* _SET EXERCISE_: Copy the part of the forum thread on finding snowfall totals by date that starts with the words "Call your local" and ends after the words "our specific area.".

* _PASSAGE GIVEN_:
==========

# snow fall totals by date?



## goodlivin33 (Aug 22, 2010)

does anyone out there know how to or where to find snowfall totals by date. i want to record the daily amount that is on record vs my totals for the 2012 - 2013 season. thanks


----------



## tuney443 (Jun 25, 2006)

goodlivin33;1619061 said:


> does anyone out there know how to or where to find snowfall totals by date. i want to record the daily amount that is on record vs my totals for the 2012 - 2013 season. thanks


Easy--just google it. Here's one I found in seconds where my wife skis in Vermont:23'+ of snow----Thumbs Up

Jay Peak's Snow and Trail Report
SNOW 24 HRS 0-0 in
SNOW 48 HRS 0 in
SNOW 7 DAYS: 6 in
BASE DEPTH 30-62 in
SEASON TOTAL 280 in
SURFACE Machined Groomed / Spring Conditions
LIFTS OPEN 9 of 9
TRAILS OPEN 78 of 78


----------



## White Gardens (Oct 29, 2008)

Call your local TV station and talk to the weatherman also.

Had a client about 3 years ago that wanted official totals to verify the bill. Called the local weatherman and he the record for the NWS or NOAA for our specific area.


........


----------



## grandview (Oct 9, 2005)

Where you get screwed on this is. You take a rule and stick in the snow and measure it. But for the weather dept, they have a formula to figure out snow totals.Many times we'll have more then 6 inches of snowfall ,but the official totals was 3 .


----------



## FISHERBOY (Aug 13, 2007)

*SNOW fall*

go to your local NWS site, and it should be under snow/rain reportsThumbs Up


----------



## aclawn (Oct 17, 2009)

http://www.ncdc.noaa.gov/snow-and-ice/dly-data.php


----------



## TKLAWN (Jan 20, 2008)

How do you not keep track of them as you go? It's the only way to be accurate.


----------

==========

* _RECORDED INFORMATION_:
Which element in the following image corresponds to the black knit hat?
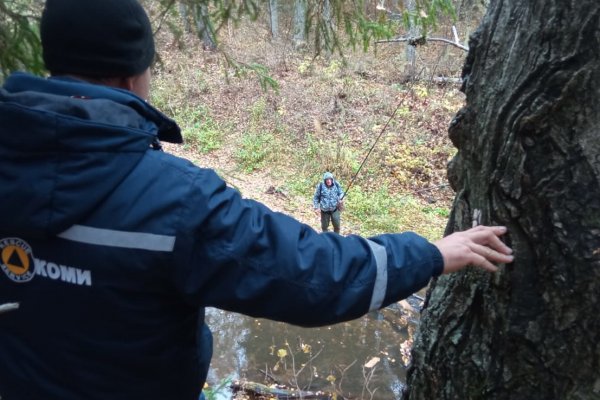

==========

* _EXPECTED ANSWER_:
Call your local TV station and talk to the weatherman also.

Had a client about 3 years ago that wanted official totals to verify the bill. Called the local weatherman and he the record for the NWS or NOAA for our specific area.